原文
核心提示:给定一个字符串,你需要颠倒一个句子中每个单词中的字符顺序,同时保留空格和初始单词顺序。我的代码 public static void main(String[] args) {String str =...
给定一个字符串,你需要颠倒一个句子中每个单词中的字符顺序,同时保留空格和初始单词顺序。
我的代码
public static void main(String[] args) {
String str = "we are family's";
StringBuffer sb = new StringBuffer(str).reverse();
String[] split = sb.toString().split(" ");
sb = new StringBuffer();
for (int i = 0;i<split.length;i++){
sb.append(split[split.length-1-i]).append(" ");
}
System.out.println(sb.toString());
}
别人的代码:
1. 简单解决方案
public class Solution {
public String reverseWords(String s) {
String words[] = s.split(" ");
StringBuilder res=new StringBuilder();
for (String word: words)
res.append(new StringBuffer(word).reverse().toString() + " ");
return res.toString().trim();
}
}
原理一样,没什么亮点。

数据条目
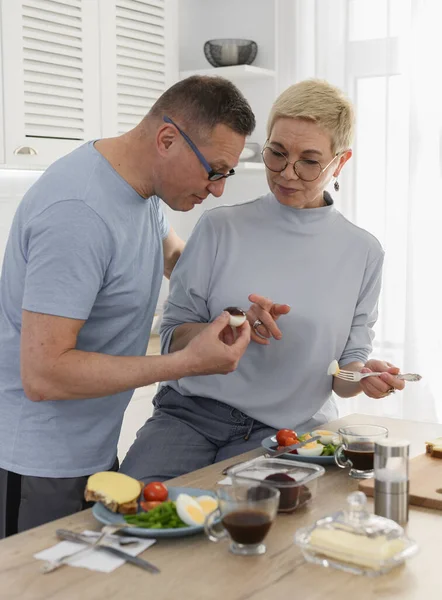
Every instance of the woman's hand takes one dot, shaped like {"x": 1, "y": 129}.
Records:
{"x": 383, "y": 385}
{"x": 264, "y": 310}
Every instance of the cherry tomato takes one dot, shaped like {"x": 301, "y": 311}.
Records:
{"x": 155, "y": 491}
{"x": 149, "y": 505}
{"x": 283, "y": 434}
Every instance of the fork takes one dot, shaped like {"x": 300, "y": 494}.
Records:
{"x": 355, "y": 376}
{"x": 52, "y": 565}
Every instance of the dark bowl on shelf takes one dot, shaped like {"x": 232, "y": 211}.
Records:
{"x": 229, "y": 52}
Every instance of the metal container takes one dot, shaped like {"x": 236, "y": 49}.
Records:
{"x": 391, "y": 479}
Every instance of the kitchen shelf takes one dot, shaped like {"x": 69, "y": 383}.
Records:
{"x": 235, "y": 72}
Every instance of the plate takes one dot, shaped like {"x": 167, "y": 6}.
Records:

任务说明
请根据原文回答下列问题:
1. 在"我的代码"中,变量 str 被赋予的字符串是什么?
2. "简单解决方案"中定义的方法叫什么名字?
3. 原文最后一句对别人的代码作了怎样的评价?

完整解答
1. "we are family's"
2. reverseWords
3. 原理一样,没什么亮点。